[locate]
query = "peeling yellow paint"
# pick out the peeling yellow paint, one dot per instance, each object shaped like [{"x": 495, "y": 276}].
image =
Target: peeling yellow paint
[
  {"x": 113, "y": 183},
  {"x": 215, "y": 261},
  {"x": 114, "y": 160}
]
---
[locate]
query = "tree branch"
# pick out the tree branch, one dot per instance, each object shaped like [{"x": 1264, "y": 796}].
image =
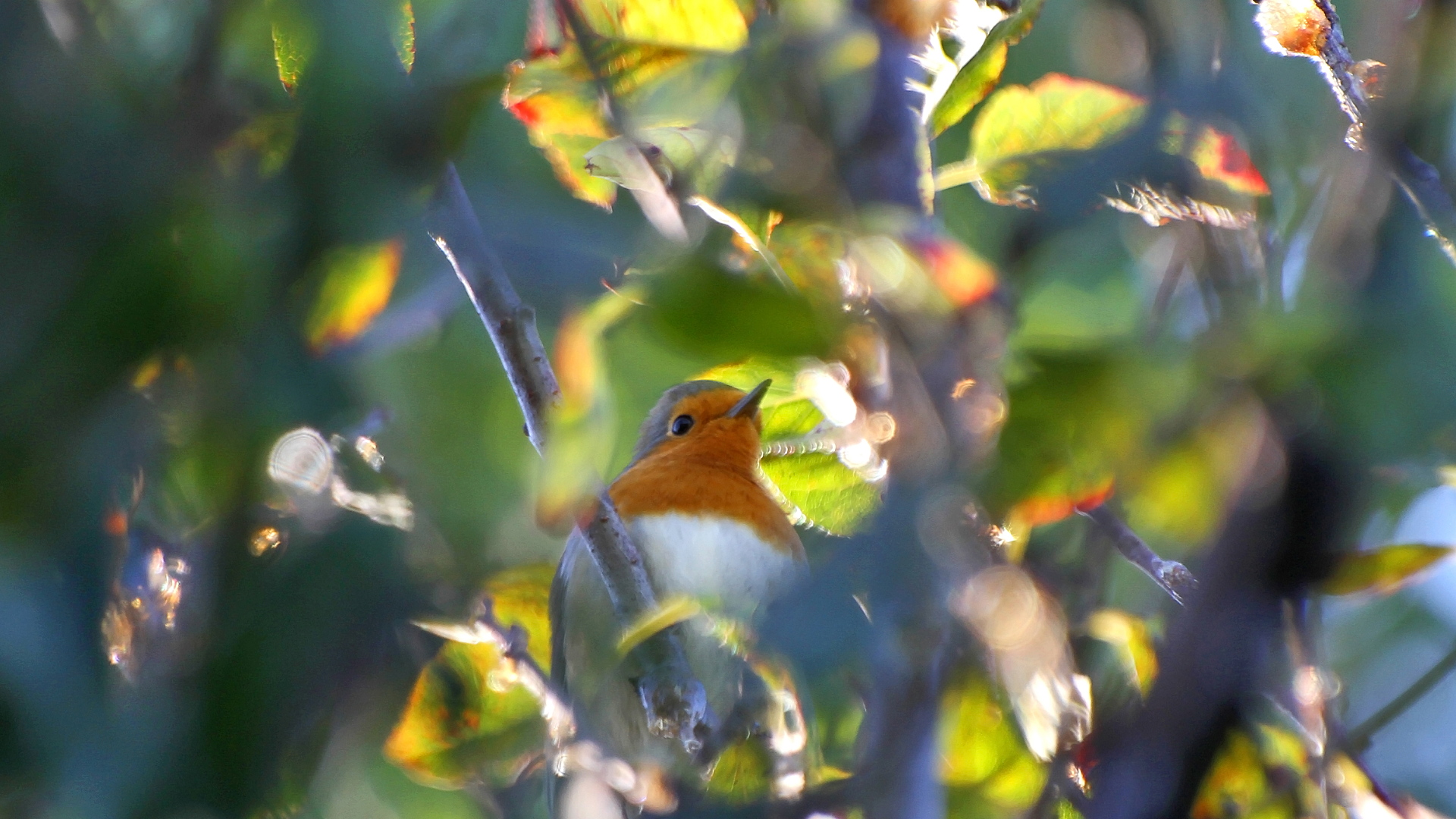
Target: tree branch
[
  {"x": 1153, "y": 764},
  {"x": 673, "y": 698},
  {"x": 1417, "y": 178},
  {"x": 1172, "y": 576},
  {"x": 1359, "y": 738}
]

## [ABOUT THIS EXERCISE]
Some lines contain the word "object". Pull each one out of the listing.

## [YOUR SOLUTION]
# pick out the peeling yellow paint, one dot per instance, each object shaped like [{"x": 495, "y": 276}].
# pick out the tree branch, one dot per instance, each object shaped like [{"x": 1264, "y": 796}].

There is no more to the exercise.